**Excerpt to read:**
PHYSICAL THERAPY

 

Physical therapy focuses primarily on those individuals whose potential or actual impairment is related to musculoskeletal, neuromusculoskeletal, cardiopulmonary, and integumentary (skin) systems. It also focuses on methods of evaluating the functions of these systems and on the selection and application of appropriate therapeutic interventions to alleviate pain; to maintain, improve, or restore function; and to prevent dysfunction .

Doctors often recommend physical therapy for kids who have been injured or have movement problems from an illness, disease, or disability.

Physical therapists are often able to relieve pain and help kids resume daily activities. After an injury, physical therapists teach kids exercises designed to help them regain strength and range of motion, and also show them how to prevent a recurring injury.

When Is Physical Therapy Needed?

Physical therapy (PT) may be needed any time a child has difficulty moving in such a way that it limits daily activities.

 

Doctors may recommend PT for kids with:

•developmental delays

•cerebral palsy

•genetic disorders

•orthopedic disabilities

•heart and lung conditions

•birth defects (such as spina bifida)

**Action item A:** According to the physical therapy text, why do physical therapists teach kids exercises after an injury? Answer in one to three sentences.
**Action item B:** Write the next part of the physical therapy text, picking up after its final line.
The items that come next are separate material and are not part of the physical therapy text.

**Records shown:**
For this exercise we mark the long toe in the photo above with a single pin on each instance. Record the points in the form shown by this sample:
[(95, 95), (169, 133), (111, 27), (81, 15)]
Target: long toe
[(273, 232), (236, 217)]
---
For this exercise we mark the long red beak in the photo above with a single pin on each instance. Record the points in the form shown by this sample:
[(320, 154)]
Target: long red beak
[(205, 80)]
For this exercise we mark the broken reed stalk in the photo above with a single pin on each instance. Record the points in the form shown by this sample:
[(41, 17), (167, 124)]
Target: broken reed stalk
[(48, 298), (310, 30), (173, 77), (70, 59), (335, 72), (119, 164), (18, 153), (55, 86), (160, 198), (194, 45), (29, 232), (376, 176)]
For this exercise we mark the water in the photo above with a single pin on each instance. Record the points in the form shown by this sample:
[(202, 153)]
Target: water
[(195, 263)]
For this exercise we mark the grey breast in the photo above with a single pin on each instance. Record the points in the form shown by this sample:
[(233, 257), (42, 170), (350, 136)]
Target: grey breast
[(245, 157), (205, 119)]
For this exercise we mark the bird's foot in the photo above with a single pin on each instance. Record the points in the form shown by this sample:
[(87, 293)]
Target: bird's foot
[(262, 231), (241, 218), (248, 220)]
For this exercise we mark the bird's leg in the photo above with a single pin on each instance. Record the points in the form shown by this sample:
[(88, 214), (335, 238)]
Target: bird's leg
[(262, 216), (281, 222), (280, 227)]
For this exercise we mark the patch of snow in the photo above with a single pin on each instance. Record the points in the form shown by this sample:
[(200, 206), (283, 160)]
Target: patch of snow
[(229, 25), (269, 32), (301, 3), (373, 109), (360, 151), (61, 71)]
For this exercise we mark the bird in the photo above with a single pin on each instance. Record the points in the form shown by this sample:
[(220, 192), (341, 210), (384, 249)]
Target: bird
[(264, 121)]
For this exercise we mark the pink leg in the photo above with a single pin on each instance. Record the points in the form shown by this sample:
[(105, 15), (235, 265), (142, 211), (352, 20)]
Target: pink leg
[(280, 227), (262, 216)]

**Output A:** The exercises are designed to help kids regain strength and range of motion after an injury. Physical therapists also show them how to prevent the injury from happening again.

**Output B:**
•effects of in-utero drug or alcohol exposure

•acute trauma

•head injury

•limb deficiencies

•muscle diseases

 

What Physical Therapists Do

Physical therapists often use a variety of treatments to help

build strength, improve movement, and strengthen skills 

needed to complete daily activities.

 

Physical therapists might guide kids through:

•developmental activities such as crawling and walking

•weightlifting to build strength around an injury

•flexibility exercises to increase range of motion

•balance and coordination activities

•adaptive play

•aquatic (water) therapy

•safety and prevention programs

•instruction on how to avoid injuries

•improving circulation around injuries by using heat, cold, exercise, electrical stimulation, massage, and ultrasound

During a visit, a physical therapist may:

•measure the child's flexibility and strength

•analyze the way the child walks and runs (a child's gait)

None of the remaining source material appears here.